Provide an exact transcription of all the records.

[Start AVAILABLE RECORDS]

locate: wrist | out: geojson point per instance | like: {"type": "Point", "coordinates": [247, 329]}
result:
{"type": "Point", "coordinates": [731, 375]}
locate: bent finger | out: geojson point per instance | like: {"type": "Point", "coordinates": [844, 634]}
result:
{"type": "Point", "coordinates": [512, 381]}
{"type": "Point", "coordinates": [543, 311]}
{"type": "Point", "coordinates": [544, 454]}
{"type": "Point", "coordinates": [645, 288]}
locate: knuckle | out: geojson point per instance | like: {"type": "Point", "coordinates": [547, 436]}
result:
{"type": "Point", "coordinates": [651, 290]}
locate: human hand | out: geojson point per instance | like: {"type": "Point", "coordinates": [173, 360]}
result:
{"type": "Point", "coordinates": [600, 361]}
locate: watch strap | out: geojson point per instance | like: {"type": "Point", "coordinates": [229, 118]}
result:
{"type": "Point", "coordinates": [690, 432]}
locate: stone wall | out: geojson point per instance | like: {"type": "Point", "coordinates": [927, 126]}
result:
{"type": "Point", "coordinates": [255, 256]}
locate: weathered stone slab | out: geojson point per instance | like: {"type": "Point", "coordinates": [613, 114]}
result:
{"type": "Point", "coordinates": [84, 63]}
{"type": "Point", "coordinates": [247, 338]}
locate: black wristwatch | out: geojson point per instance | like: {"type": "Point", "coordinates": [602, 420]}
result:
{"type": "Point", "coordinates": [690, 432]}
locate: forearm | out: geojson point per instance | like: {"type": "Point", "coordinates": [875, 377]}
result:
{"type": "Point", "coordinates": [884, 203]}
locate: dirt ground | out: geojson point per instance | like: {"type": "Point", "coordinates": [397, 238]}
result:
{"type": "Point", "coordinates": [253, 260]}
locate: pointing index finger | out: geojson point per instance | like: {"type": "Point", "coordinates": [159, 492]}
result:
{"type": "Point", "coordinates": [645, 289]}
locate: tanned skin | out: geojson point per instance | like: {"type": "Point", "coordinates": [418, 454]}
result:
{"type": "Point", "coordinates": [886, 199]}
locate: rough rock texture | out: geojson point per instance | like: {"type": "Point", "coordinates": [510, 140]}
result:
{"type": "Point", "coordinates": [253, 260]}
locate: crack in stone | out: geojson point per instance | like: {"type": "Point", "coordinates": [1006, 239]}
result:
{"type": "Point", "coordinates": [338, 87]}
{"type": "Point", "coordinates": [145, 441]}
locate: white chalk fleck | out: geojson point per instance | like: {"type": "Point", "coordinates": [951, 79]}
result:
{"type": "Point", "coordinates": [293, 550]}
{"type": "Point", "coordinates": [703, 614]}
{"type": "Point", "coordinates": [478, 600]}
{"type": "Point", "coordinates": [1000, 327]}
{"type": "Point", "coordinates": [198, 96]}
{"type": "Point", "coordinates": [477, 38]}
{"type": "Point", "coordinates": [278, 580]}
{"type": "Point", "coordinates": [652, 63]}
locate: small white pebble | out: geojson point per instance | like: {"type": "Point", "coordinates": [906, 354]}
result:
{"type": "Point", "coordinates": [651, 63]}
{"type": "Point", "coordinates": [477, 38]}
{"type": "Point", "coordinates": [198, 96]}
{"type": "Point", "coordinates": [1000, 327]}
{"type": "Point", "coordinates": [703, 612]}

[End AVAILABLE RECORDS]

**REPLY**
locate: wrist | out: geojson point per instance | like: {"type": "Point", "coordinates": [247, 329]}
result:
{"type": "Point", "coordinates": [731, 375]}
locate: bent finger | out: geojson point per instance | like: {"type": "Point", "coordinates": [844, 634]}
result:
{"type": "Point", "coordinates": [512, 381]}
{"type": "Point", "coordinates": [543, 311]}
{"type": "Point", "coordinates": [544, 454]}
{"type": "Point", "coordinates": [645, 288]}
locate: knuckle | out: geojson point per instance | like: {"type": "Point", "coordinates": [547, 436]}
result:
{"type": "Point", "coordinates": [651, 290]}
locate: human hand | out: geojson point per instance | like: {"type": "Point", "coordinates": [173, 360]}
result:
{"type": "Point", "coordinates": [600, 361]}
locate: watch strap | out: geojson point per instance | like: {"type": "Point", "coordinates": [229, 118]}
result:
{"type": "Point", "coordinates": [690, 432]}
locate: stone wall | out: geojson point per instance | like: {"type": "Point", "coordinates": [927, 126]}
result:
{"type": "Point", "coordinates": [255, 256]}
locate: weathered stone slab | out: geojson point per instance | like: {"type": "Point", "coordinates": [613, 114]}
result:
{"type": "Point", "coordinates": [84, 63]}
{"type": "Point", "coordinates": [247, 338]}
locate: black wristwatch | out: geojson point per instance | like: {"type": "Point", "coordinates": [602, 420]}
result:
{"type": "Point", "coordinates": [690, 432]}
locate: forearm | out: geojson point per instance | like: {"type": "Point", "coordinates": [875, 377]}
result:
{"type": "Point", "coordinates": [884, 203]}
locate: dirt ground | out: geojson point per instance | like: {"type": "Point", "coordinates": [397, 238]}
result:
{"type": "Point", "coordinates": [253, 260]}
locate: pointing index finger | out: geojson point per instance | like: {"type": "Point", "coordinates": [159, 492]}
result:
{"type": "Point", "coordinates": [645, 289]}
locate: tanned skin | out: geojson point per instance | like: {"type": "Point", "coordinates": [418, 454]}
result:
{"type": "Point", "coordinates": [886, 199]}
locate: rough rock texture | out: geojson point per instance | like: {"type": "Point", "coordinates": [510, 140]}
result:
{"type": "Point", "coordinates": [253, 260]}
locate: crack in stone | out: geojson point per instance | like: {"type": "Point", "coordinates": [1006, 239]}
result:
{"type": "Point", "coordinates": [338, 87]}
{"type": "Point", "coordinates": [145, 441]}
locate: white chalk fleck | out: geojson point per instance | like: {"type": "Point", "coordinates": [951, 79]}
result:
{"type": "Point", "coordinates": [293, 550]}
{"type": "Point", "coordinates": [703, 614]}
{"type": "Point", "coordinates": [478, 600]}
{"type": "Point", "coordinates": [1000, 327]}
{"type": "Point", "coordinates": [198, 96]}
{"type": "Point", "coordinates": [477, 38]}
{"type": "Point", "coordinates": [278, 580]}
{"type": "Point", "coordinates": [652, 63]}
locate: small white pebble | out: geojson point per instance | like: {"type": "Point", "coordinates": [906, 354]}
result:
{"type": "Point", "coordinates": [651, 63]}
{"type": "Point", "coordinates": [477, 38]}
{"type": "Point", "coordinates": [198, 96]}
{"type": "Point", "coordinates": [1000, 327]}
{"type": "Point", "coordinates": [703, 612]}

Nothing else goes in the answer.